» **What to produce**
Rewrite the material as a Markdown table with the columns Row and Line, giving each line its own numbered row and leaving out blank lines. Begin with the line that contains "Query: stone pillar" and go on through the line that contains "208 1 L 209".

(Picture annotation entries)

--*--

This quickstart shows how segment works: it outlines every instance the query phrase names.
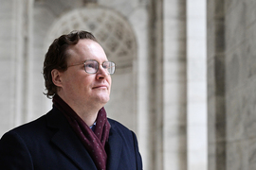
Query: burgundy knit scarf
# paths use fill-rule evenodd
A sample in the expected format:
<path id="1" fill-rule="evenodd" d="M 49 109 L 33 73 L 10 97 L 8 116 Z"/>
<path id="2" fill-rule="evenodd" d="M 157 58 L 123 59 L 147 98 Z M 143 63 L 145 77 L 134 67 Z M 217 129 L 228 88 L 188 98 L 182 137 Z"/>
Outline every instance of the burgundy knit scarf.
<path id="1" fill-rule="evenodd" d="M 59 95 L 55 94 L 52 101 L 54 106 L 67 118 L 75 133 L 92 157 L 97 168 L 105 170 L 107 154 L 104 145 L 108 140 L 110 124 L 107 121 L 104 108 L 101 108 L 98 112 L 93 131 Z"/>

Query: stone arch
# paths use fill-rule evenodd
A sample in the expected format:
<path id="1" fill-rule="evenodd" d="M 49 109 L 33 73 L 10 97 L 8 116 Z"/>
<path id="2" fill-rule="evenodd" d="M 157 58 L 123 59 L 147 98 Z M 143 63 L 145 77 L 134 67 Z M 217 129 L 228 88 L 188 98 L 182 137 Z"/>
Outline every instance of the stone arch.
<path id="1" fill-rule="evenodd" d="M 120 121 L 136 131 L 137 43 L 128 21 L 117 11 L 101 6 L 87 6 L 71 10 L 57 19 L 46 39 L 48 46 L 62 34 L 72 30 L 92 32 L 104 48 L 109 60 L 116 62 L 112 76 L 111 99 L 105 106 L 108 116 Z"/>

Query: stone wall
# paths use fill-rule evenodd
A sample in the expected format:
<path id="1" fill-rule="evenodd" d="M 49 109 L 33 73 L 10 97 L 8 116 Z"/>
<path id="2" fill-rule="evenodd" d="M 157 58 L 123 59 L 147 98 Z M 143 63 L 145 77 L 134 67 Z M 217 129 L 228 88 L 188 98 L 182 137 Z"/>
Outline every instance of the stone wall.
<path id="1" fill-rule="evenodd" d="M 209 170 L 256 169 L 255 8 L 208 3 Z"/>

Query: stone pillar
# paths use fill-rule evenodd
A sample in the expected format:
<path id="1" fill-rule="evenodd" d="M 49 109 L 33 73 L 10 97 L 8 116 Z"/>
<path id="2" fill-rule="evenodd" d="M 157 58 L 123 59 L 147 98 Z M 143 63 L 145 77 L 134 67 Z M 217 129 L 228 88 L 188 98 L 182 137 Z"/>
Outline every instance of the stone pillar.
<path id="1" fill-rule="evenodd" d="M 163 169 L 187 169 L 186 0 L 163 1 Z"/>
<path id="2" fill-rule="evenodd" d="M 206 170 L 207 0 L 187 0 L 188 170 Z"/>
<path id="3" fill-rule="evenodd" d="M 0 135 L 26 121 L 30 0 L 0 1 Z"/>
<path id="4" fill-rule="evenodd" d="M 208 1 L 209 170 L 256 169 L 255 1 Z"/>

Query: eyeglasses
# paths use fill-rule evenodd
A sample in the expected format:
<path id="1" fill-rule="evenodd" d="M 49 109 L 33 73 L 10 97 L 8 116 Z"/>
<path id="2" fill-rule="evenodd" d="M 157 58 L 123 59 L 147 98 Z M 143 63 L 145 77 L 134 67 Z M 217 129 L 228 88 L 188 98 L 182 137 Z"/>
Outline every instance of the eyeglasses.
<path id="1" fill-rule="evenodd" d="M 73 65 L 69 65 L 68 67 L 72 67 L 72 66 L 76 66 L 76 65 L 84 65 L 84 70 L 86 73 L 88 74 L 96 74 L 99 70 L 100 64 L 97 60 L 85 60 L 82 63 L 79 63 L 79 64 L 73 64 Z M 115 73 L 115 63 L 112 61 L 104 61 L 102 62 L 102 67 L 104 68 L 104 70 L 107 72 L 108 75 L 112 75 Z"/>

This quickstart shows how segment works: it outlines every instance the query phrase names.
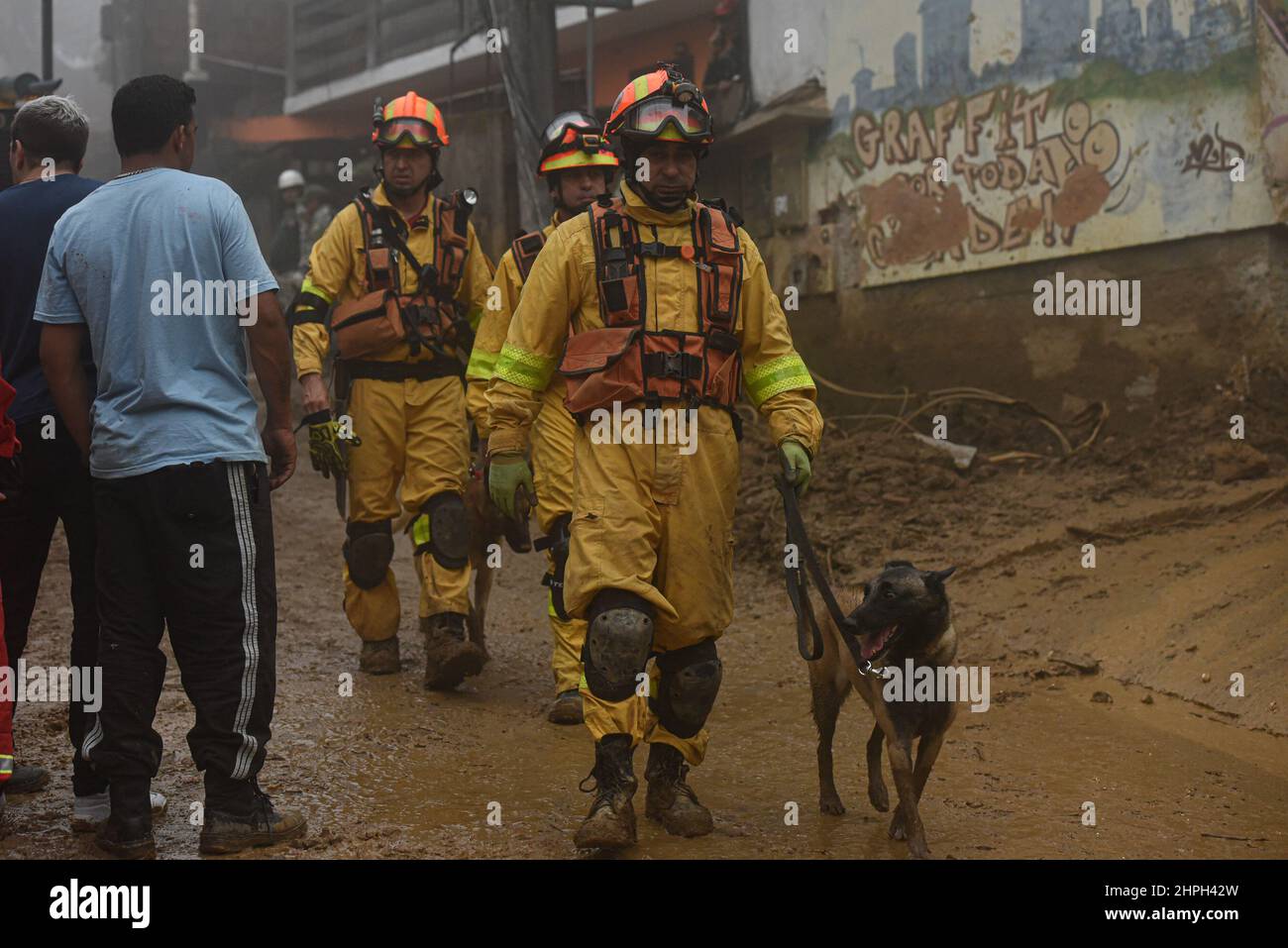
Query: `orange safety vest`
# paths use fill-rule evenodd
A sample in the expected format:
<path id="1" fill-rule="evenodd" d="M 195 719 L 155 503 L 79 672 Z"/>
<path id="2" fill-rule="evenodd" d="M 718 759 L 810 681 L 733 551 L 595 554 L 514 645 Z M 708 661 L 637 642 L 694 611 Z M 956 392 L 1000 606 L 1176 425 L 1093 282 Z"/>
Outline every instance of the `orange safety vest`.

--*--

» **Answer to the exercise**
| Row | Line |
|---|---|
| 1 | Query: stone pillar |
| 2 | # paths use fill-rule evenodd |
| 3 | A sample in the expected format: |
| 4 | <path id="1" fill-rule="evenodd" d="M 49 109 L 33 73 L 10 97 L 8 116 Z"/> |
| 5 | <path id="2" fill-rule="evenodd" d="M 157 58 L 123 59 L 147 98 Z M 143 63 L 145 77 L 134 67 Z M 217 129 L 228 88 L 188 98 L 182 137 Z"/> |
| 6 | Outline every instance of the stone pillar. |
| 7 | <path id="1" fill-rule="evenodd" d="M 163 169 L 187 169 L 186 0 L 163 1 Z"/> |
| 8 | <path id="2" fill-rule="evenodd" d="M 206 170 L 207 0 L 187 0 L 188 170 Z"/> |
| 9 | <path id="3" fill-rule="evenodd" d="M 0 135 L 26 121 L 30 0 L 0 1 Z"/> |
| 10 | <path id="4" fill-rule="evenodd" d="M 208 1 L 209 170 L 256 169 L 255 1 Z"/> |